## What this exercise asks
**A.** In the MTMount OM restart page, which systems does the procedure say do not need to be turned off?
**B.** Copy out a passage from the MTMount OM restart page word for word. Begin at the words "mtmount-operation-manager.service - LLST" and stop after "vendor preset: disabled)".
**C.** According to the overview of the procedure in the MTMount OM restart page, what stages does the procedure involve? List all of them in order.

(Page extract begins)

TMA Restart MTMount Operation Manager (OM)#

Overview#

This document outlines the procedure to restart the MTMount Operation Manager (OM). Restarting the OM may be necessary for troubleshooting or maintenance purposes. The OM is responsible for managing various operations related to the telescope mount.

Error diagnosis#

When trying to change the MTMount CSC from STANDBY to DISABLED state:

  • MTMount goes to FAULT.

  • It could not retrieve telemetry from the CCW.

  • Raises the following error message:

MTMount Error Message when transitioning from STANDBY to DISABLED#
RuntimeError: Telemetry client timed out waiting for telemetry; giving up.

Procedure Steps#

The procedure involves closing the EUI, assessing the status of the OM, stopping it, restarting it, and then reopening the EUI. It is not necessary to turn off OSS or PS.

  1. Close the EUI Application: Close the EUI application ( HOME -> Close Application). Allow some time for the application to close properly before proceeding to the next step. It may take a while.

../../../../_images/EUI-Home.png

Screenshot of Simonyi EUI Home interface.#

If EUI has become unresponsive, run top and monitor the %CPU usage for the tma_eui. If the CPU is actively processing, be patient and continue to wait. If it takes too long (e.g. 10 min or more), kill the process. To do this, follow these steps in the TMA computer’s terminal:

ps -aux | grep 'tma_eui'
kill #PID
  1. ssh to TMA Server: Connect to the TMA server computer using SSH. Retrieve the credentials from the MainTel 1Password TMA Server vault.

[lsst@lsst ~]$ ssh lsst@tma-controller01.cp.lsst.org
  1. Check MTMount Operation Manager Status: Use the following command to check the status of the MTMount Operation Manager:

[lsst@lsst ~]$ sudo systemctl status mtmount-operation-manager.service

Enter the sudo password when prompted (same previously entered). The output should resemble this:

mtmount-operation-manager.service - LLST MTMount Operation Manager service
  Loaded: loaded (/usr/lib/systemd/system/mtmount-operation-manager.service; enabled; vendor preset: disabled)
  Active: active (running) since Fri 2024-03-15 08:30:17 UTC; 5 days ago
Main PID: 1036 (mtmount-operati)
   Tasks: 20
  Memory: 65.8M
  CGroup: /system.slice/mtmount-operation-manager.service
          └─1036 /usr/bin/mtmount-operation-manager

Mar 15 08:30:17 lsst systemd[1]: Started LLST MTMount Operation Manager service.

(Page extract ends)
(Material supplied begins)

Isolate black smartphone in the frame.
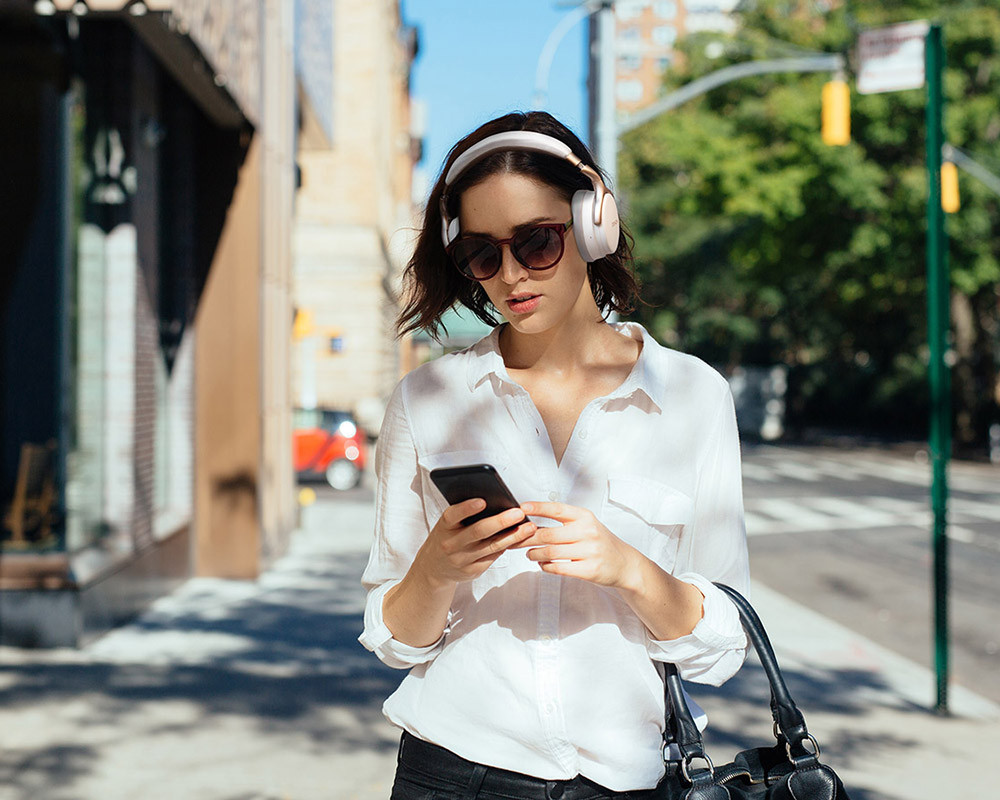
[431,464,521,525]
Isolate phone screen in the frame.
[431,464,520,525]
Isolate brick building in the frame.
[293,0,420,433]
[0,0,316,645]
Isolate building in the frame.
[590,0,740,130]
[0,0,304,645]
[293,0,420,434]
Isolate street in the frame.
[0,446,1000,800]
[743,445,1000,701]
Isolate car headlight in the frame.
[337,419,358,439]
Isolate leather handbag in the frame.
[656,583,849,800]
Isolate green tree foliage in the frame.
[619,0,1000,446]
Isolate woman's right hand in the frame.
[414,498,536,586]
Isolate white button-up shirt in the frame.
[360,323,749,791]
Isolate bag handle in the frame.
[664,583,818,766]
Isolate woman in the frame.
[361,112,748,800]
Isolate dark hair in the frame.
[396,111,639,338]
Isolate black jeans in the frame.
[390,733,653,800]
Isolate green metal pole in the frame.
[925,24,951,714]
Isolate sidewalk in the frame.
[0,498,1000,800]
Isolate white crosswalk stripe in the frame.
[746,497,1000,538]
[743,445,1000,492]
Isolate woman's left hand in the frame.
[515,503,643,588]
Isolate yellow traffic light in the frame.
[823,78,851,145]
[292,308,313,339]
[941,161,961,214]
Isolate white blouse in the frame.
[360,323,749,791]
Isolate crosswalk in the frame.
[743,446,1000,550]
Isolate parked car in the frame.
[292,408,368,491]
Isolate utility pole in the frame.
[924,24,951,714]
[590,0,618,192]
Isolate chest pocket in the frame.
[417,450,521,584]
[601,475,694,573]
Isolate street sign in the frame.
[857,22,930,94]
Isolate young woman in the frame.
[361,112,748,800]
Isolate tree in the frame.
[619,0,1000,447]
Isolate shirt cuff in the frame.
[358,581,444,669]
[646,572,747,686]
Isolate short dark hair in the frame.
[396,111,639,338]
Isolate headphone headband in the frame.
[441,131,618,262]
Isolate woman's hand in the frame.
[414,498,536,586]
[515,503,644,589]
[516,503,704,640]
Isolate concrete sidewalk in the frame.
[0,496,1000,800]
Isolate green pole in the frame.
[925,24,951,714]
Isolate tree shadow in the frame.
[0,552,405,798]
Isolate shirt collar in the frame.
[466,322,667,412]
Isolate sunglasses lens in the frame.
[451,237,500,280]
[510,227,563,269]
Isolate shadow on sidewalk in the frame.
[0,552,404,797]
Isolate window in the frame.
[653,2,677,19]
[616,81,642,103]
[653,25,677,47]
[615,0,647,19]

(Material supplied ends)

## Responses to the exercise
**A.** OSS and PS.

**B.**
mtmount-operation-manager.service - LLST MTMount Operation Manager service
  Loaded: loaded (/usr/lib/systemd/system/mtmount-operation-manager.service; enabled; vendor preset: disabled)

**C.**
1. Closing the EUI
2. Assessing the status of the OM
3. Stopping the OM
4. Restarting the OM
5. Reopening the EUI